给定题目 1: 请一字不差地照抄列表里从开头到包含“The layout is”的那一行为止的部分,首尾两行都算在内,答案中不要放入图片。

节选段落:
Shopping Offers
Time Limit: 1000MS Memory Limit: 10000K
Total Submissions: 5637 Accepted: 2351
Description
In a shop each kind of product has a price. For example, the price of a flower is 2 ICU (Informatics Currency Units) and the price of a vase is 5 ICU. In order to attract more customers, the shop introduces some special offers.
A special offer consists of one or more product items for a reduced price. Examples: three flowers for 5 ICU instead of 6, or two vases together with one flower for 10 ICU instead of 12.
Write a program that calculates the price a customer has to pay for certain items, making optimal use of the special offers. That is, the price should be as low as possible. You are not allowed to add items, even if that would lower the price.
For the prices and offers given above, the (lowest) price for three flowers and two vases is 14 ICU: two vases and one flower for the reduced price of 10 ICU and two flowers for the regular price of 4 ICU.
Input
Your program is to read from standard input. The first line contains the number b of different kinds of products in the basket (0 <= b <= 5). Each of the next b lines contains three values c, k, and p. The value c is the (unique) product code (1 <= c <= 999). The value k indicates how many items of this product are in the basket (1 <= k <= 5). The value p is the regular price per item (1 <= p <= 999). Notice that all together at most 5*5=25 items can be in the basket. The b+2nd line contains the number s of special offers (0 <= s <= 99). Each of the next s lines describes one offer by giving its structure and its reduced price. The first number n on such a line is the number of different kinds of products that are part of the offer (1 <= n <= 5). The next n pairs of numbers (c,k) indicate that k items (1 <= k <= 5) with product code c (1 <= c <= 999) are involved in the offer. The last number p on the line stands for the reduced price (1 <= p <= 9999). The reduced price of an offer is less than the sum of the regular prices.
Output
Your program is to write to standard output. Output one line with the lowest possible price to be paid.
Sample Input
2
7 3 2
8 2 5
2
1 7 3 5
2 7 1 8 2 10
Sample Output
14
题意:一个人想要去买花,然后店长告诉他我们这有b种花,每种花编号为c,有k朵 每朵价格
然后店有s种优惠,每种优惠是n对(c,k),最后是这样买的价格
问如果要买完这些花,最低价格是多少
思路:五维dp暴力(我同学就是这样过的— — 666)

(轮廓记录)
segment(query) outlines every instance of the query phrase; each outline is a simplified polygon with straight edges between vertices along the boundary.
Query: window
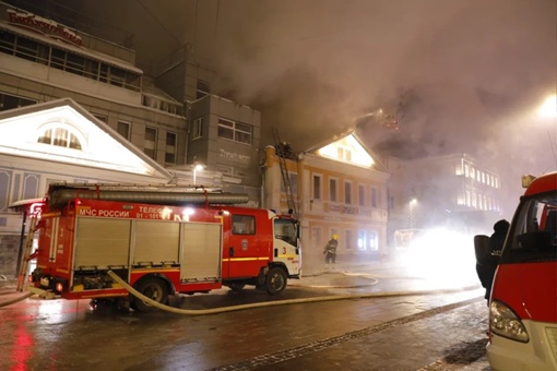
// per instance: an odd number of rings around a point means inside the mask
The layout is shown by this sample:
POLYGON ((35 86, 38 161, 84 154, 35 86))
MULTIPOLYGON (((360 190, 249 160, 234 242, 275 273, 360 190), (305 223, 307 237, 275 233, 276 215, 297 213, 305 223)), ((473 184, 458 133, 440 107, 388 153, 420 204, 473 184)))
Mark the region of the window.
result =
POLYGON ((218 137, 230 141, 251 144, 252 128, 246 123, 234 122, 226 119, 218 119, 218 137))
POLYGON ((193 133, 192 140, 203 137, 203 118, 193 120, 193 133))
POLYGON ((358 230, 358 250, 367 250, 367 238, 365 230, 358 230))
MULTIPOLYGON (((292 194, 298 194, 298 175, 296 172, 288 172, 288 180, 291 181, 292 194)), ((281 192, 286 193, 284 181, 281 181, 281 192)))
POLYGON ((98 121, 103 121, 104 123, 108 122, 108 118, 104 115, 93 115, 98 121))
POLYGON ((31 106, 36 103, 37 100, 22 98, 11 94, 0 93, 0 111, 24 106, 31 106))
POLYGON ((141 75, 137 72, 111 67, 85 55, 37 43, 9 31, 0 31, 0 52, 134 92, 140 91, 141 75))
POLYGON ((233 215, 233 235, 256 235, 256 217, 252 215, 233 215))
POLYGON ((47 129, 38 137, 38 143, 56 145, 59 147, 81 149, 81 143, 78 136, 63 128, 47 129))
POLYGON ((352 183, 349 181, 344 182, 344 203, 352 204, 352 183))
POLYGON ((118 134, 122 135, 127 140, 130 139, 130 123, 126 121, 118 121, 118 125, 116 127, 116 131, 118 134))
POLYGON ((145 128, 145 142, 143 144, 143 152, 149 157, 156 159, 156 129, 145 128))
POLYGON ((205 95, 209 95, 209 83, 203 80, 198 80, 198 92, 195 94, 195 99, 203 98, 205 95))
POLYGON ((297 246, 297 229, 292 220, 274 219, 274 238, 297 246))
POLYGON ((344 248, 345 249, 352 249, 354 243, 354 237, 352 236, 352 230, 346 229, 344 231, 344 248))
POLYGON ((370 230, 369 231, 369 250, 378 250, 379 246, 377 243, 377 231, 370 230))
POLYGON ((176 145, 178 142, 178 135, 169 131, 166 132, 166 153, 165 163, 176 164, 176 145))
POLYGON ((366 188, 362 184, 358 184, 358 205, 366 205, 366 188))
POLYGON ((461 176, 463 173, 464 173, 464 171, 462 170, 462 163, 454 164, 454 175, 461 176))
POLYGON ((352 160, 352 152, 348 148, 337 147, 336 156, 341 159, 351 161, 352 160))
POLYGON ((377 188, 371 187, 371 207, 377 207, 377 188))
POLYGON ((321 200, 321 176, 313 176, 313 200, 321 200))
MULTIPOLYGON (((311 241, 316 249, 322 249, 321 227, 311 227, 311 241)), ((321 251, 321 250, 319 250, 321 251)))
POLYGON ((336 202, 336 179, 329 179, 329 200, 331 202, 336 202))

给定题目 2: 将题面中从“A special offer”一直到“lower the price.”的这一段原样写下来。

练习作答 1:
segment(query) outlines every instance of the query phrase; each outline is a simplified polygon with straight edges between vertices along the boundary.
Query: window
// per instance: an odd number of rings around a point means inside the mask
The layout is shown by this sample:

练习作答 2:
A special offer consists of one or more product items for a reduced price. Examples: three flowers for 5 ICU instead of 6, or two vases together with one flower for 10 ICU instead of 12.
Write a program that calculates the price a customer has to pay for certain items, making optimal use of the special offers. That is, the price should be as low as possible. You are not allowed to add items, even if that would lower the price.